• _ЗАДАНИЕ A_: Верните без изменений строки данных разметки изображений, начиная с самой первой строки и заканчивая строкой с «top-left (420, 0), bottom-right (449, 31)» включительно. Изображения в ответ не включайте.

• _ТЕКСТОВЫЙ ФРАГМЕНТ_:
В нашей статье термин «письмо» будет использоваться в нескольких значениях:
1. Письмо как самостоятельная семиотическая система – письменный язык, находящаяся в определенных отношениях с устной речью, с одной стороны, мышлением – с другой, реализуемая графически в текстах разных типов в элементах систем письма, отбираемых и комбинируемых в соответствии с нормами создания письменных текстов, закономерностями языка и прагматическими задачами.
2. Письмо как конкретная фактичность, актуализирующая материальные и социокультурные условия своего производства, представляющая собой видимые (реже – кинестетически воспринимаемые), конкретные комбинации графических элементов, более или менее индивидуально оформленные, отсылающие через цепочки посредников не только к звуковой речи, но и к определенным окказиональным смыслам и культурным, исторически обусловленным, контекстам. В этом значении письмо в наибольшей степени близко письму, изучаемому в палеографии – зрительному выражению «человеческой мысли на поверхностях» [15, с. 12].
Микроуровень данного письма – аллографы и их детали – конкретные дискретные графические начертания (стереотипные в печатной форме письменного языка и индивидуальные в рукописной). Ближе всего это представление к пониманию аллографа А.А. Зализняком: «… разнообразнейшие способы написания (или печати), скажем, строчного а, различающиеся размером, наклоном, пропорциями, стилем, конфигурацией каких-то деталей, особенностями индивидуального почерка и т. д. образуют лишь аллографы данной графемы» [10, с. 137]. Большая же часть известных нам представлений об аллографе словно удерживает его над предметностью, вещностью письма. Логика научной дескрипции письма в этих случаях такова, что ни один из ее элементов не отсылает с определенностью к онтическому письму, которое не рассматривается в теоретических положениях о письме, полагаемое эмпирическим материалом, грубой вещественностью, не способной обрести адекватное представительство в теоретических эмпириях.

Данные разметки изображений
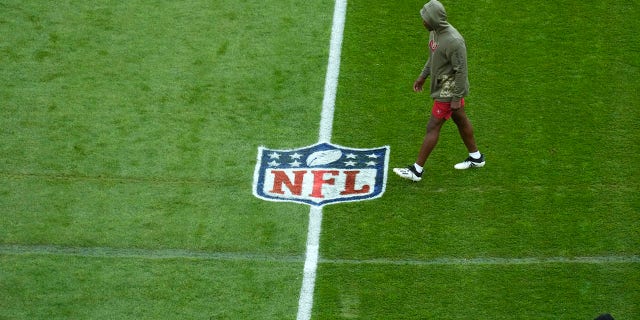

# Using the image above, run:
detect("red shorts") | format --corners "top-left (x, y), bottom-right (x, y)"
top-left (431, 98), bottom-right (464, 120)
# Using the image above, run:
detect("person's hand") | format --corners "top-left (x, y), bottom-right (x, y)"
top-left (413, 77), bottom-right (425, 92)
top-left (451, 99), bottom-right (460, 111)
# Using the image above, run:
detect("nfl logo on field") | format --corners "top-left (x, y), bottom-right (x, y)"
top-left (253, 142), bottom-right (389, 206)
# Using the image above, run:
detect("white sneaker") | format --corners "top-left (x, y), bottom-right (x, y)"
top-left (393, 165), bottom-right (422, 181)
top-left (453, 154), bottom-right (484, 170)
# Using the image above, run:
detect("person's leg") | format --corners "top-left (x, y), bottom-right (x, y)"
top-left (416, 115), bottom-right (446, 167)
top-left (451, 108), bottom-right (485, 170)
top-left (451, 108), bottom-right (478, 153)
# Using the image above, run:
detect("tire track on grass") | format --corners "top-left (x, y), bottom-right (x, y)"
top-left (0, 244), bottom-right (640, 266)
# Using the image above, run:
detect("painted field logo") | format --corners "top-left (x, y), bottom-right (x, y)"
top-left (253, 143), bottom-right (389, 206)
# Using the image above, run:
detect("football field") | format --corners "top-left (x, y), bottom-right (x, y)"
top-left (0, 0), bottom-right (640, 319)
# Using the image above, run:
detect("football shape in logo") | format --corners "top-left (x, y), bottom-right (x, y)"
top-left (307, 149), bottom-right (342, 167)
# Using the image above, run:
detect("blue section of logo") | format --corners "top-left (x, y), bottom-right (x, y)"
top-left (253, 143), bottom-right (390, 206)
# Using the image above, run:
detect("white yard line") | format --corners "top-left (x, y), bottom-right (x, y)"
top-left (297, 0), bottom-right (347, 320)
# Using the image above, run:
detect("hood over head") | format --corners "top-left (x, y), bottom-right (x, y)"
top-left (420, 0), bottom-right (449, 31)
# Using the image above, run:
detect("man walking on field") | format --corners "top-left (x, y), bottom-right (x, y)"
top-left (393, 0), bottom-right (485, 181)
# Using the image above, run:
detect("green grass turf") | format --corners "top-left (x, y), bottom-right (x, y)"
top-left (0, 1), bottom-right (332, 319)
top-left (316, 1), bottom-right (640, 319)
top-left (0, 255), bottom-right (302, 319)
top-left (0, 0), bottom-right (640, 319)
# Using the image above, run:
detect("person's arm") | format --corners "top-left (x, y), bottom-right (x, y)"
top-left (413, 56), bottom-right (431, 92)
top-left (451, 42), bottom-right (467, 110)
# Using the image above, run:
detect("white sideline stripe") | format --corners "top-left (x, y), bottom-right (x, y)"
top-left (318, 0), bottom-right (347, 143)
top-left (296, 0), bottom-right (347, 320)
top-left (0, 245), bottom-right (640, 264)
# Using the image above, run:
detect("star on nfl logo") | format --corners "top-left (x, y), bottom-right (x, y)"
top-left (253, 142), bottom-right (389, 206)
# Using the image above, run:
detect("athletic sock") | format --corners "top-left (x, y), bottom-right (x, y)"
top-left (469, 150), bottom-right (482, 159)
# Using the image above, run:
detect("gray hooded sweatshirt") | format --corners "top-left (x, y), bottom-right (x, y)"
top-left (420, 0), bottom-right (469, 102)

• _ЗАДАНИЕ B_: Перепечатайте без изменений весь фрагмент о значениях термина «письмо».

• _ОТВЕТ К ЗАДАНИЮ A_:
# Using the image above, run:
detect("red shorts") | format --corners "top-left (x, y), bottom-right (x, y)"
top-left (431, 98), bottom-right (464, 120)
# Using the image above, run:
detect("person's hand") | format --corners "top-left (x, y), bottom-right (x, y)"
top-left (413, 77), bottom-right (425, 92)
top-left (451, 99), bottom-right (460, 111)
# Using the image above, run:
detect("nfl logo on field") | format --corners "top-left (x, y), bottom-right (x, y)"
top-left (253, 142), bottom-right (389, 206)
# Using the image above, run:
detect("white sneaker") | format --corners "top-left (x, y), bottom-right (x, y)"
top-left (393, 165), bottom-right (422, 181)
top-left (453, 154), bottom-right (484, 170)
# Using the image above, run:
detect("person's leg") | format --corners "top-left (x, y), bottom-right (x, y)"
top-left (416, 115), bottom-right (446, 167)
top-left (451, 108), bottom-right (485, 170)
top-left (451, 108), bottom-right (478, 153)
# Using the image above, run:
detect("tire track on grass") | format --corners "top-left (x, y), bottom-right (x, y)"
top-left (0, 244), bottom-right (640, 266)
# Using the image above, run:
detect("painted field logo") | format --corners "top-left (x, y), bottom-right (x, y)"
top-left (253, 143), bottom-right (389, 206)
# Using the image above, run:
detect("football field") | format --corners "top-left (x, y), bottom-right (x, y)"
top-left (0, 0), bottom-right (640, 319)
# Using the image above, run:
detect("football shape in logo") | format --corners "top-left (x, y), bottom-right (x, y)"
top-left (307, 149), bottom-right (342, 167)
# Using the image above, run:
detect("blue section of logo") | format --corners "top-left (x, y), bottom-right (x, y)"
top-left (253, 143), bottom-right (390, 206)
# Using the image above, run:
detect("white yard line") | format --corners "top-left (x, y), bottom-right (x, y)"
top-left (297, 0), bottom-right (347, 320)
# Using the image above, run:
detect("hood over head") | format --corners "top-left (x, y), bottom-right (x, y)"
top-left (420, 0), bottom-right (449, 31)

• _ОТВЕТ К ЗАДАНИЮ B_:
В нашей статье термин «письмо» будет использоваться в нескольких значениях:
1. Письмо как самостоятельная семиотическая система – письменный язык, находящаяся в определенных отношениях с устной речью, с одной стороны, мышлением – с другой, реализуемая графически в текстах разных типов в элементах систем письма, отбираемых и комбинируемых в соответствии с нормами создания письменных текстов, закономерностями языка и прагматическими задачами.
2. Письмо как конкретная фактичность, актуализирующая материальные и социокультурные условия своего производства, представляющая собой видимые (реже – кинестетически воспринимаемые), конкретные комбинации графических элементов, более или менее индивидуально оформленные, отсылающие через цепочки посредников не только к звуковой речи, но и к определенным окказиональным смыслам и культурным, исторически обусловленным, контекстам. В этом значении письмо в наибольшей степени близко письму, изучаемому в палеографии – зрительному выражению «человеческой мысли на поверхностях» [15, с. 12].
Микроуровень данного письма – аллографы и их детали – конкретные дискретные графические начертания (стереотипные в печатной форме письменного языка и индивидуальные в рукописной). Ближе всего это представление к пониманию аллографа А.А. Зализняком: «… разнообразнейшие способы написания (или печати), скажем, строчного а, различающиеся размером, наклоном, пропорциями, стилем, конфигурацией каких-то деталей, особенностями индивидуального почерка и т. д. образуют лишь аллографы данной графемы» [10, с. 137]. Большая же часть известных нам представлений об аллографе словно удерживает его над предметностью, вещностью письма. Логика научной дескрипции письма в этих случаях такова, что ни один из ее элементов не отсылает с определенностью к онтическому письму, которое не рассматривается в теоретических положениях о письме, полагаемое эмпирическим материалом, грубой вещественностью, не способной обрести адекватное представительство в теоретических эмпириях.